Quoted passage —
--------------------------------------------------

Having taken offense at every perceived disrespect for the symbols of America — the flag, the anthem, the police — his own loyalty to the nation is questionable; when the Russians attacked our system of government, his weak and subservient response added to the speculation that he is in league with them. Having pledged to “drain the swamp”, he has flaunted his conflicts of interest and presided over the most corrupt administration in many decades. Having won on the strength of the Evangelical vote, he has governed as the anti-Jesus [3], concentrating his cruelty on “the least of these” and favoring the rich man over Lazarus. Famous for saying “You’re fired!”, he actually has no stomach for face-to-face confrontations, preferring to let John Kelly do the dirty work, or to tweet something nasty after he has left the meeting.

--------------------------------------------------

Your tasks —
1: Check each statement against the passage above. Answer yes or no, and quote the words from the passage that decide it.
(a) The passage says he won on the strength of the Evangelical vote.
(b) The passage says he enjoys face-to-face confrontations.
(c) The passage says he pledged to “drain the swamp”.
2: Answer these questions from the passage above.
(a) What three symbols of America does the passage name?
(b) Whom does he prefer to let do the dirty work?
(c) What is he famous for saying?

--------------------------------------------------

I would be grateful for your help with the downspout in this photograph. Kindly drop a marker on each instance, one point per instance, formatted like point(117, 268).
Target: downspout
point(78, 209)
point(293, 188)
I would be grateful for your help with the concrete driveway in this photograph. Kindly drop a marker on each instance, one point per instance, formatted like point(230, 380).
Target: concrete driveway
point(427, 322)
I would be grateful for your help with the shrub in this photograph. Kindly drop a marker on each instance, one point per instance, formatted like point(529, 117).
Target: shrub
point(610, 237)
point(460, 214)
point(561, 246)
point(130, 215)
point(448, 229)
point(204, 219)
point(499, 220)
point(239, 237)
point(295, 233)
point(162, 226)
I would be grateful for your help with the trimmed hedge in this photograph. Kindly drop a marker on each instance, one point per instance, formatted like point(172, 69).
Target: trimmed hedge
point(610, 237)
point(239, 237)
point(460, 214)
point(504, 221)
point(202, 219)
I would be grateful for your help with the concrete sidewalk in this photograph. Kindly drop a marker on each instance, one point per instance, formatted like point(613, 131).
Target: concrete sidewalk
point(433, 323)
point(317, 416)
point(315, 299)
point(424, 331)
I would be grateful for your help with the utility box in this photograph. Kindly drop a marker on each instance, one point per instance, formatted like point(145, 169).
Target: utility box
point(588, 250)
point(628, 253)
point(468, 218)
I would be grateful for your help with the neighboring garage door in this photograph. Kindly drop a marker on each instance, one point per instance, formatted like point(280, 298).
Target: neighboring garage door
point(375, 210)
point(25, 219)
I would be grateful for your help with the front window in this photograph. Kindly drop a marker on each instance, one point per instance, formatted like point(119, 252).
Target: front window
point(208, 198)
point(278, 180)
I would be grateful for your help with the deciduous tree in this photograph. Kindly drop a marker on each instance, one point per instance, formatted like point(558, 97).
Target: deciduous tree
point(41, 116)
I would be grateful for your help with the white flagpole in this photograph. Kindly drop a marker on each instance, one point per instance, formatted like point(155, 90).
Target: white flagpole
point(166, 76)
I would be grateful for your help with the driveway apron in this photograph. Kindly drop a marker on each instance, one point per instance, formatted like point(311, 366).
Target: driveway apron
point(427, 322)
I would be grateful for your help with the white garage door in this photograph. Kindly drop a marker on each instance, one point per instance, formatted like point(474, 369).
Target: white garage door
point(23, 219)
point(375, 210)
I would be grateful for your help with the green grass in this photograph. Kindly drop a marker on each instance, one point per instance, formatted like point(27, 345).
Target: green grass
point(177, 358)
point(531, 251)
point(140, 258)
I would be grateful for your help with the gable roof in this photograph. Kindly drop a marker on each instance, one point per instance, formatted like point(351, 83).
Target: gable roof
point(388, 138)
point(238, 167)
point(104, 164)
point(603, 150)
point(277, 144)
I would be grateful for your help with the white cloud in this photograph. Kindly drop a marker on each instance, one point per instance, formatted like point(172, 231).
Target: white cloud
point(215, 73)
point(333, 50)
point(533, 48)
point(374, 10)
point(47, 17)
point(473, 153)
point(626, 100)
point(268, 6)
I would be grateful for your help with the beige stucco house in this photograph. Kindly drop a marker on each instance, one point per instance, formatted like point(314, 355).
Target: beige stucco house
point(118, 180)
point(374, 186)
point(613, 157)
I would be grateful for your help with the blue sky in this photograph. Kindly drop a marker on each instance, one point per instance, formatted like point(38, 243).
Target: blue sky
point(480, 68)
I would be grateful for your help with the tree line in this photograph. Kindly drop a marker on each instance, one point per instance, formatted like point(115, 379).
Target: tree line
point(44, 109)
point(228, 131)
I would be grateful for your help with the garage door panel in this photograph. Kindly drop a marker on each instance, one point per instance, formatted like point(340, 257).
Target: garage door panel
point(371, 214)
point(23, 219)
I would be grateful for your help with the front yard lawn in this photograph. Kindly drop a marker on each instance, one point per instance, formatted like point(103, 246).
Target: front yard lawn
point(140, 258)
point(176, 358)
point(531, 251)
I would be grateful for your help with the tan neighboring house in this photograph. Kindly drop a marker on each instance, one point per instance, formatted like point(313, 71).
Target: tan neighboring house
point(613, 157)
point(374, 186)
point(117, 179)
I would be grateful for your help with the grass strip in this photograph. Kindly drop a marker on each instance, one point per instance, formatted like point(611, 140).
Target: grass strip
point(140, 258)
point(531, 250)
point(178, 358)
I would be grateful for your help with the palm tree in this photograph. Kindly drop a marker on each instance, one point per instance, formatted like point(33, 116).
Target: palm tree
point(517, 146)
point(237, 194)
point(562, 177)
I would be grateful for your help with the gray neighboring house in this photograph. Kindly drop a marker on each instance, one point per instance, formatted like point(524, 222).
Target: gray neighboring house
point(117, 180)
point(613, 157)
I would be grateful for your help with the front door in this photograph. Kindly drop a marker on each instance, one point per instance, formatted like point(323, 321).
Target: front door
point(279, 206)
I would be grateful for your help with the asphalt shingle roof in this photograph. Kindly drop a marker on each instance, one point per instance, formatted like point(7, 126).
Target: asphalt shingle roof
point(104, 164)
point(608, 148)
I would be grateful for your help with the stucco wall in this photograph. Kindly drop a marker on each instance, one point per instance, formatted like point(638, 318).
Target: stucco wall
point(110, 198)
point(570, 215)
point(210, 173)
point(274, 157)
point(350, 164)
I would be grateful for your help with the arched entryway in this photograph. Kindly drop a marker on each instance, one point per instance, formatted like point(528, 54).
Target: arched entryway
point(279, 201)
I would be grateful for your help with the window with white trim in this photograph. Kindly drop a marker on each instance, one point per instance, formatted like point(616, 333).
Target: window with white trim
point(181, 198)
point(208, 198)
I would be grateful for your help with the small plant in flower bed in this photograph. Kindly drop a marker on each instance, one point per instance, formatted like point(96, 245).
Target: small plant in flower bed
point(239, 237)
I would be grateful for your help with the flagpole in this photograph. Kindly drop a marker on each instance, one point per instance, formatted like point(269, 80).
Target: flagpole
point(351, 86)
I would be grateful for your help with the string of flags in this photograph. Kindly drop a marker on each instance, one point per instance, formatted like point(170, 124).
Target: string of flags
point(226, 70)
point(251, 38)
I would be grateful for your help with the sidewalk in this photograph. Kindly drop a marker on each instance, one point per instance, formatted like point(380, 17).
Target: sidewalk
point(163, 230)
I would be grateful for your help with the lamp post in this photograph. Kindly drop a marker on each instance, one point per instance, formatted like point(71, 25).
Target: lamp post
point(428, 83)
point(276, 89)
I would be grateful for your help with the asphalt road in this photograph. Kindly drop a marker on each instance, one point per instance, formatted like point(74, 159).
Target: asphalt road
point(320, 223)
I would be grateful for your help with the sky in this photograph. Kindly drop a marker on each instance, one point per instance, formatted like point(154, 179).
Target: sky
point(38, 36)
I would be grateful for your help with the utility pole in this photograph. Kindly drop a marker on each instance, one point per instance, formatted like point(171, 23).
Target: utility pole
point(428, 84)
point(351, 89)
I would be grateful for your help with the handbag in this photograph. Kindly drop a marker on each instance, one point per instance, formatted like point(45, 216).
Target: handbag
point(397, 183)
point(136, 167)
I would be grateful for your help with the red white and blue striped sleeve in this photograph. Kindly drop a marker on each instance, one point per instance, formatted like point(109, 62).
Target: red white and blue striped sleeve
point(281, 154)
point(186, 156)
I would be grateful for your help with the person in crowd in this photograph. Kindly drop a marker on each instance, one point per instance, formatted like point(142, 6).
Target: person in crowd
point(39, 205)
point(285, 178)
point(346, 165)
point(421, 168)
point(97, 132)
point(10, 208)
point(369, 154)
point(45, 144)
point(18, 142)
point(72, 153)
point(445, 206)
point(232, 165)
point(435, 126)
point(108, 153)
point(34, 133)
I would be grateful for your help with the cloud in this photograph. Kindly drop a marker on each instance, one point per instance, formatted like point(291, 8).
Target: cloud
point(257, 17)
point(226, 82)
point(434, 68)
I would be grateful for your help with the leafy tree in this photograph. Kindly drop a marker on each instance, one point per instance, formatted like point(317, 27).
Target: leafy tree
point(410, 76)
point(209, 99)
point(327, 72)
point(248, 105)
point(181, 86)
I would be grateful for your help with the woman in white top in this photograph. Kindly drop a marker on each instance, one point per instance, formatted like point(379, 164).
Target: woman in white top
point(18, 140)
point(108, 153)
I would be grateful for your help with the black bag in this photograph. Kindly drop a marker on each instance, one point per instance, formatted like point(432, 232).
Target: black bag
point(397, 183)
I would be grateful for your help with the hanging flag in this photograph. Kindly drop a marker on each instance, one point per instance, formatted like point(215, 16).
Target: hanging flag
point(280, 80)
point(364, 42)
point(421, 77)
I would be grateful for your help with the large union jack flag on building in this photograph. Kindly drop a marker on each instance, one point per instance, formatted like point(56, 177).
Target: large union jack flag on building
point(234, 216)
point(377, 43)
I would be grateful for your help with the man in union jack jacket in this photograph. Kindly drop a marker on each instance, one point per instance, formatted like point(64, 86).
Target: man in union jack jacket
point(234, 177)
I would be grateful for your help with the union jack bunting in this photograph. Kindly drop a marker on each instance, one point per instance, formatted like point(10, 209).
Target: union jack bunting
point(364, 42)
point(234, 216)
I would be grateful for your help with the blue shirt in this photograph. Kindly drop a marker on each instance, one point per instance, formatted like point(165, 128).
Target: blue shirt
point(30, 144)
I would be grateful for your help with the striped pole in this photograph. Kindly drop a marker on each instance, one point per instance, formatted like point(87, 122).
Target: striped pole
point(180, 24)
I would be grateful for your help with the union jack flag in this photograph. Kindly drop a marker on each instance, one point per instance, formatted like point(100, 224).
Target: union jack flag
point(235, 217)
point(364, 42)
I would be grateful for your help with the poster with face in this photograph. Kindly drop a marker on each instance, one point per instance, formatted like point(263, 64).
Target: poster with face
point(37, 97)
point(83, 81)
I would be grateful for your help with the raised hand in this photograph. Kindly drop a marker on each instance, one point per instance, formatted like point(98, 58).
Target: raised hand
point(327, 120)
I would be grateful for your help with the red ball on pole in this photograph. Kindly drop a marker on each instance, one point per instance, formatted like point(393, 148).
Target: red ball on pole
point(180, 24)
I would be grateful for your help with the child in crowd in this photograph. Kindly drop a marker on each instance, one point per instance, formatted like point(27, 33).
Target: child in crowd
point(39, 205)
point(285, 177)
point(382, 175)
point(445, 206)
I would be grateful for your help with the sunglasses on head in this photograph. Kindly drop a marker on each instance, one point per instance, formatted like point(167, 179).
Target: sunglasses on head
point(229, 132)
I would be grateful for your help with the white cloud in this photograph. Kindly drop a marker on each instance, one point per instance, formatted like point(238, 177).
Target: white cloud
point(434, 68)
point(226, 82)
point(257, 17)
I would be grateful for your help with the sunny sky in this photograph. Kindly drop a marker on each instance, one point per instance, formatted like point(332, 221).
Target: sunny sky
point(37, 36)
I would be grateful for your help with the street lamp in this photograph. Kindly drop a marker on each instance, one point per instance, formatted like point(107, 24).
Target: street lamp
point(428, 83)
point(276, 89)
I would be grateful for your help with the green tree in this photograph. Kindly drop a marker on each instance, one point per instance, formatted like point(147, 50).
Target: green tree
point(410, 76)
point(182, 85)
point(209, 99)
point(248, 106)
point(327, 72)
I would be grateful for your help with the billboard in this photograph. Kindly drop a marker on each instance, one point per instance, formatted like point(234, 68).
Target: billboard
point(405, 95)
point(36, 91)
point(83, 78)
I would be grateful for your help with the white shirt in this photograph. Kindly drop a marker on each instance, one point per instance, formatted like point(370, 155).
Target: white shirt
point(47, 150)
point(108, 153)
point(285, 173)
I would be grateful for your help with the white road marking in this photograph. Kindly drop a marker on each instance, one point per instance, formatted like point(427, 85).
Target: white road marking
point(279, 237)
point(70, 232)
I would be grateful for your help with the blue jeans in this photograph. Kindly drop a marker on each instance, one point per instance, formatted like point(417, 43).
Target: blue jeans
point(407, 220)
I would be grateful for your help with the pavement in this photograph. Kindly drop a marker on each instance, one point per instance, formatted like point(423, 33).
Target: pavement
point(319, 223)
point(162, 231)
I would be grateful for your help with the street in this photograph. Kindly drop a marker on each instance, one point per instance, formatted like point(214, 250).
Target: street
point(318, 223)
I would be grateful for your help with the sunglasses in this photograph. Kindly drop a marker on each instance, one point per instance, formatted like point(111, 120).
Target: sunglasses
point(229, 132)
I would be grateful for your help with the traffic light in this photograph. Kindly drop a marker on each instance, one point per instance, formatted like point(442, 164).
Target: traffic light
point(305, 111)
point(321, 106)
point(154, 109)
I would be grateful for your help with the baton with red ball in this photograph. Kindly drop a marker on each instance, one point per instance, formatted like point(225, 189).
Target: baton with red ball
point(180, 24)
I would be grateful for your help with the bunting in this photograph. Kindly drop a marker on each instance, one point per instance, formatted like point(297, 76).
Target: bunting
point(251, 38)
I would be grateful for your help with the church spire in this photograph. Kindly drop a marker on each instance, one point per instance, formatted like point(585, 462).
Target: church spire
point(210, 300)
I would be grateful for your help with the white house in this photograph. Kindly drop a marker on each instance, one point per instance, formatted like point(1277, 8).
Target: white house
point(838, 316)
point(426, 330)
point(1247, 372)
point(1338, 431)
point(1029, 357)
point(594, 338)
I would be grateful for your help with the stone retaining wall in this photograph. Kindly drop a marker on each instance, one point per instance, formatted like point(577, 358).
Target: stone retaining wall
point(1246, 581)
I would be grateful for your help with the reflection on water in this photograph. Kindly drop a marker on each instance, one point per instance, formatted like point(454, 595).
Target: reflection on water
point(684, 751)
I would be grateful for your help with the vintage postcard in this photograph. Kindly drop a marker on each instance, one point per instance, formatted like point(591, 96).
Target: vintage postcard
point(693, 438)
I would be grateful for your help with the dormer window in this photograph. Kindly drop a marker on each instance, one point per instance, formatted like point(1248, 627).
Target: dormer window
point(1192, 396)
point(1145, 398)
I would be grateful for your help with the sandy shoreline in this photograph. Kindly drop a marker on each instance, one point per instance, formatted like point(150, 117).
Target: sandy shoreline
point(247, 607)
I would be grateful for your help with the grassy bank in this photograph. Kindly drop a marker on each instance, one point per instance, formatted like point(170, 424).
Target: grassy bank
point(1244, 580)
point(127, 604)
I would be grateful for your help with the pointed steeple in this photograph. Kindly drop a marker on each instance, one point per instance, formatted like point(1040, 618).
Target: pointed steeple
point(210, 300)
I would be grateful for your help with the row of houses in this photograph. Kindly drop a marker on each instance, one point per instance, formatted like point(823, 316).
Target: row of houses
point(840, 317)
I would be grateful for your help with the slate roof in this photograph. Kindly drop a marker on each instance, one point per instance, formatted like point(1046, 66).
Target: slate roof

--------------------------------------------------

Answer set —
1:
(a) Yes: "Having won on the strength of the Evangelical vote"
(b) No: "he actually has no stomach for face-to-face confrontations"
(c) Yes: "Having pledged to “drain the swamp”"

2:
(a) The flag, the anthem, the police
(b) John Kelly
(c) “You’re fired!”